#### [Required actions]
(a) Answer these questions using the article about the Oregon union official's sentencing.
(i) Which judge sentenced John D. Abbott?
(ii) How much restitution must Abbott pay?
(iii) By how much did Abbott understate his income on his 1997 tax return?
(b) Pick up the article about the Oregon union official's racketeering sentence after its last sentence and carry it further.

#### [Text provided]

[BEGIN]

Oregon Boss Gets 15 Months for Racketeering

U.S. Dist. Judge Anna J. Brown (D. Or., Clinton) sentenced racketeer and tax-evader John D. Abbott, ex-secretary-treasurer and business manager of the Laborers’ Int’l Union of N. Am.’s Dist. Council of Or., S. Idaho, and Wyo., Nov. 21 to two concurrent terms of 15 months in prison and one year probation. He must pay $195,400 in restitution plus back taxes. He was an official for 5 LIUNA funds.

He pled guilty on Feb. 26 to accepting gratuities from union fund manager Jeffrey L. Grayson (indicted Oct. 2) to use his influence as a pension trustee and filing a false tax return. Abbott pled guilty to racketeering charges, under 18 U.S.C. § 1954, and to understating his income on his 1997 tax return by $76,560. He earned the shortened sentence in exchange for cooperating against other trustees and Grayson in the massive $355 million Capital Consultants scam.  Laborers lost about $25 million.

[END]

#### [Items]

[BEGIN]

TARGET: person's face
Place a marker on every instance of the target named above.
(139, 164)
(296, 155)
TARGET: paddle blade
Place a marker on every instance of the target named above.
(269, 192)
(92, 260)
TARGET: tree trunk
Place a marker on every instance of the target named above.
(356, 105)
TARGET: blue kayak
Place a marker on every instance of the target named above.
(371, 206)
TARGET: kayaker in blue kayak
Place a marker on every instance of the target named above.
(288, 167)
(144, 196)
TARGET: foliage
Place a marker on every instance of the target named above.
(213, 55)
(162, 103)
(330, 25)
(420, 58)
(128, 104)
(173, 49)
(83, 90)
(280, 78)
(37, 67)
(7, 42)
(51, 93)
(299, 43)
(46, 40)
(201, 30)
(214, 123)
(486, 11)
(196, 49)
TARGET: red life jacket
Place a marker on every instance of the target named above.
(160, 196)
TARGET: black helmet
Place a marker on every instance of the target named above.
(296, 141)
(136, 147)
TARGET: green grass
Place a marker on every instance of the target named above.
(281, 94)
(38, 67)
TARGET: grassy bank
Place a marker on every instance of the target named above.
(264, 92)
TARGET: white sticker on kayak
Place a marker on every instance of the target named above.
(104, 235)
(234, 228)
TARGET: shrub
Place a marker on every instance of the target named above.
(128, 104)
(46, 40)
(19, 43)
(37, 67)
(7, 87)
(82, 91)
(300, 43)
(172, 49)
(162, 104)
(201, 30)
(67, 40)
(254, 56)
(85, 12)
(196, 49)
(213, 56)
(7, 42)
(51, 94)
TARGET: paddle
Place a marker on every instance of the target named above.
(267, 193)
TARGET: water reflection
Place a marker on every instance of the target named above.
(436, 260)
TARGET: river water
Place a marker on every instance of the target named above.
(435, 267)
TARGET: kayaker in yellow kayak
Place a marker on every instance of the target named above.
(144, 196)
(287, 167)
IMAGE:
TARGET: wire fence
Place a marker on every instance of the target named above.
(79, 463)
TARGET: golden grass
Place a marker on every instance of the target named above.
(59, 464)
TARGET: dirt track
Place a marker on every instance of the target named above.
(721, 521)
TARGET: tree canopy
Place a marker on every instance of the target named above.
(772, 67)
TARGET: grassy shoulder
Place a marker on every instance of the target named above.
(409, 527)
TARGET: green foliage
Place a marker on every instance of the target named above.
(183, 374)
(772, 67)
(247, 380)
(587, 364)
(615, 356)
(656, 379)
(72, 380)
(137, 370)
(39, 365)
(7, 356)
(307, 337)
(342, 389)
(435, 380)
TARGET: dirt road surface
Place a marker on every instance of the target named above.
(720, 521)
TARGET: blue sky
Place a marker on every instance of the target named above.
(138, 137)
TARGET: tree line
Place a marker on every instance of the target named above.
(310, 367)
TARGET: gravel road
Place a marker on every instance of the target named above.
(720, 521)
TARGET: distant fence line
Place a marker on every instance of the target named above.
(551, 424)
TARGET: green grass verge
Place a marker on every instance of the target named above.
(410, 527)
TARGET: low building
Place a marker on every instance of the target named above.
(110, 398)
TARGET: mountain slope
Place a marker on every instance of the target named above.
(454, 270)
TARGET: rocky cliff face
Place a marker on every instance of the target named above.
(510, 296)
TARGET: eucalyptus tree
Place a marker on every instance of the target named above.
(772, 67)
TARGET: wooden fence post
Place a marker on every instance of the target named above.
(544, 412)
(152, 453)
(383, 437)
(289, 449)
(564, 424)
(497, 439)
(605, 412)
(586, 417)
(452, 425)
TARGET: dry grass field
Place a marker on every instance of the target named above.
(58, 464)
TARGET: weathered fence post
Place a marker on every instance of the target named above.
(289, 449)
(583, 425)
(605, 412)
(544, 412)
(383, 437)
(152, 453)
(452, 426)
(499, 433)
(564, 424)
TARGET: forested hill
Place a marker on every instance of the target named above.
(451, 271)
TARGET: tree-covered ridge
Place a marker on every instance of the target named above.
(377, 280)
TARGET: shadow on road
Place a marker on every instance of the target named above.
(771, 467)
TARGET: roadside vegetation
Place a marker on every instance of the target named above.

[END]

#### [Responses for each task]
(a)
(i) U.S. District Judge Anna J. Brown
(ii) $195,400, plus back taxes
(iii) $76,560

(b)
Asst. U.S. Atty. Lance Caldwell, told Brown that Abbott’s testimony has been crucial in building the case against Grayson who was indicted on 22-counts. of conspiracy, witness tampering, money laundering, mail fraud, and making illegal payoffs to Abbott. Because of Abbott’s cooperation, and the “very valuable” evidence it produced, the government recommended reducing his sentence from a maximum of 33 months.

Grayson assisted Abbott in 1998 when he was in trouble with LIUNA for allegedly pocketing office funds and failing to make restitution. Abbott, according to an audit released in Mar. 1998, took at least $172,000 from office funds including $150,184 in personal charges on his union credit card. As Abbott was being pushed to explain what the audit uncovered, Grayson arranged the sale of Abbott’s late wife’s catering business, netting the union boss $60,000.

Abbott repaid the unauthorized credit card charges and promised LIUNA that he would pay back the rest of the money, nearly $32,000. But he failed to make payments, and in Sept. 1998, LIUNA gave him the choice of resigning or being expelled. Abbott chose to quit and promised once more to reimburse the money he owed. Meanwhile, he organized a consulting company, Kaylano Consulting, and signed a contract with Grayson that promised to pay Kaylano at least $805,000 over 5 years.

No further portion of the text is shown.